WHAT YOU ARE ASKED TO DO — Copy out all of the material below word for word, leaving nothing out.

Entries from a pointing dataset:
┄┄┄┄┄┄┄┄┄┄┄┄┄┄┄┄┄┄┄┄
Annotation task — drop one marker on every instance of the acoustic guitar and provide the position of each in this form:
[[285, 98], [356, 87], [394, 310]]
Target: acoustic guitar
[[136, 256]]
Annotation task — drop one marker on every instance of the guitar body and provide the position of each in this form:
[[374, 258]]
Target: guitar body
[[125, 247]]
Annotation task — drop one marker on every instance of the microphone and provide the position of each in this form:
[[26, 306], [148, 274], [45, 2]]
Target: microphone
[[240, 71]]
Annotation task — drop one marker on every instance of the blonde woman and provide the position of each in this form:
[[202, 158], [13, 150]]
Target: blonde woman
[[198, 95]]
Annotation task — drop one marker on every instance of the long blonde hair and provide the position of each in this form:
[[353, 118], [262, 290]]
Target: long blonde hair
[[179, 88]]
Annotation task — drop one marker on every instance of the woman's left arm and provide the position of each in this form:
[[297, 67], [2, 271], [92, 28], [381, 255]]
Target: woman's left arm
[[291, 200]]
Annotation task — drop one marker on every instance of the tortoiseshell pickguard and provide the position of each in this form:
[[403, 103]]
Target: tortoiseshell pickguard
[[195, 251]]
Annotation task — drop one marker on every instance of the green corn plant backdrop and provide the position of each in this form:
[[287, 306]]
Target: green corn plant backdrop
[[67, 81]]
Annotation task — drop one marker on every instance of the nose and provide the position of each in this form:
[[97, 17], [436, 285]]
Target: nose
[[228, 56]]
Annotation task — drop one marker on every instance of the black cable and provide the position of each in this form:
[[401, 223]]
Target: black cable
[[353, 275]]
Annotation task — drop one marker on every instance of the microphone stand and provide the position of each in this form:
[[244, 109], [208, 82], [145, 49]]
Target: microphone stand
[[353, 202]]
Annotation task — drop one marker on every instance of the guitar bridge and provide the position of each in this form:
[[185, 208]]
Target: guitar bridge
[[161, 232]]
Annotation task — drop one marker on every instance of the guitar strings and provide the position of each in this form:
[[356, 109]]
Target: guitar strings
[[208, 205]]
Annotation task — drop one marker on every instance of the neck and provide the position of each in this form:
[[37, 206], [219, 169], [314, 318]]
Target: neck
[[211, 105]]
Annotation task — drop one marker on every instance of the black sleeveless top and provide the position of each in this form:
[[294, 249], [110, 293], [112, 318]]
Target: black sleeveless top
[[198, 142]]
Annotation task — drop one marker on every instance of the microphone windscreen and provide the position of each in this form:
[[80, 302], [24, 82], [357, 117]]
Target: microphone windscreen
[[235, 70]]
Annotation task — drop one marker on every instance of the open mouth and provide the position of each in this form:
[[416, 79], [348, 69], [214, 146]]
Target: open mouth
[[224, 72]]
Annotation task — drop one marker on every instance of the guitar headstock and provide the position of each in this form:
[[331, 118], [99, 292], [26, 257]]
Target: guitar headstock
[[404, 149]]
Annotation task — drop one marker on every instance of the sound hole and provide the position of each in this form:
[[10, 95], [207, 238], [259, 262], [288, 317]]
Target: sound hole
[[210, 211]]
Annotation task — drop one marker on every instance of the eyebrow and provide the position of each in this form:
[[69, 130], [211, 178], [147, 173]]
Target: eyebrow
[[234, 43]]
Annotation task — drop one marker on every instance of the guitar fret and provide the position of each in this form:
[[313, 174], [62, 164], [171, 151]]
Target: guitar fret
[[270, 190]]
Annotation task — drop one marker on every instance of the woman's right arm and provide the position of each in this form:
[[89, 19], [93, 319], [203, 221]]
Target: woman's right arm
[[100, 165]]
┄┄┄┄┄┄┄┄┄┄┄┄┄┄┄┄┄┄┄┄
REPLY —
Annotation task — drop one marker on every instance of the acoustic guitar and provide the position of each in this form:
[[285, 98], [356, 87], [394, 310]]
Target: acoustic guitar
[[136, 256]]
Annotation task — drop one marker on every instance of the guitar body and provide the position of each in this form:
[[374, 258]]
Target: guitar body
[[125, 247]]
Annotation task — drop one marker on every instance of the microphone and provide the position of each in this form:
[[26, 306], [148, 274], [45, 2]]
Target: microphone
[[240, 71]]
Annotation task — drop one marker on every instance of the blonde woman and provide the position of each in this form:
[[202, 158], [13, 150]]
Target: blonde woman
[[198, 95]]
Annotation task — drop one marker on every instance of the long blonde hair and provide the position of each in this form:
[[353, 118], [262, 290]]
Target: long blonde hair
[[179, 88]]
Annotation task — drop one marker on every instance of the woman's left arm and provide the position of each in this form:
[[297, 67], [2, 271], [92, 28], [381, 255]]
Target: woman's left arm
[[291, 200]]
Annotation task — drop one marker on every instance of the tortoiseshell pickguard and provide the position of each in this form:
[[403, 103]]
Target: tortoiseshell pickguard
[[195, 251]]
Annotation task — drop one marker on every instance of the green corn plant backdrop and provide the position of each in this form:
[[287, 306]]
Target: green corn plant backdrop
[[67, 81]]
Annotation task — drop one marker on every instance of the nose and provide the position of each in this form:
[[97, 17], [436, 285]]
Target: nose
[[228, 56]]
Annotation task — drop one marker on every instance of the black cable and provide the position of each in this form:
[[401, 223]]
Target: black cable
[[353, 275]]
Annotation task — drop one marker on every instance of the microphone stand and provide the position of each in this form:
[[244, 109], [208, 82], [145, 49]]
Target: microphone stand
[[353, 202]]
Annotation task — drop one marker on every instance of the guitar bridge and provide the position of each in this form:
[[185, 208]]
Target: guitar bridge
[[161, 232]]
Annotation task — drop one marker on every instance of the guitar strings and provide the position of each in this form:
[[356, 109]]
Target: guitar strings
[[208, 205]]
Annotation task — drop one marker on every instance of the neck and provide the position of each in this form:
[[37, 206], [219, 169], [314, 318]]
Target: neck
[[211, 105]]
Annotation task — drop one marker on every instance of the black sleeveless top and provide the position of each in this form:
[[294, 249], [110, 293], [112, 318]]
Target: black sleeveless top
[[198, 142]]
Annotation task — drop one marker on every instance of the microphone windscreen and provide the position of each in this form:
[[80, 302], [24, 82], [357, 117]]
Target: microphone windscreen
[[235, 70]]
Annotation task — drop one marker on every instance of the open mouth and provide the position of each in this form:
[[416, 79], [348, 69], [214, 146]]
Target: open mouth
[[224, 72]]
Annotation task — drop one marker on every instance of the guitar headstock and provide the position of each in this form:
[[331, 118], [99, 292], [26, 257]]
Target: guitar headstock
[[404, 149]]
Annotation task — drop one marker on every instance of the sound hole and provide the position of each in this form:
[[10, 95], [207, 238], [259, 262], [288, 317]]
Target: sound hole
[[210, 211]]
Annotation task — drop one marker on every instance of the eyebrow and provide the position of each in this form:
[[69, 130], [211, 178], [147, 173]]
Target: eyebrow
[[234, 43]]
Annotation task — drop one marker on every instance of the guitar fret and provide the position of each in this form:
[[313, 174], [62, 164], [171, 151]]
Target: guitar fret
[[270, 190]]
Annotation task — drop one marker on every instance of the woman's right arm and provide the position of each in this form:
[[89, 19], [93, 319], [203, 221]]
Target: woman's right arm
[[100, 165]]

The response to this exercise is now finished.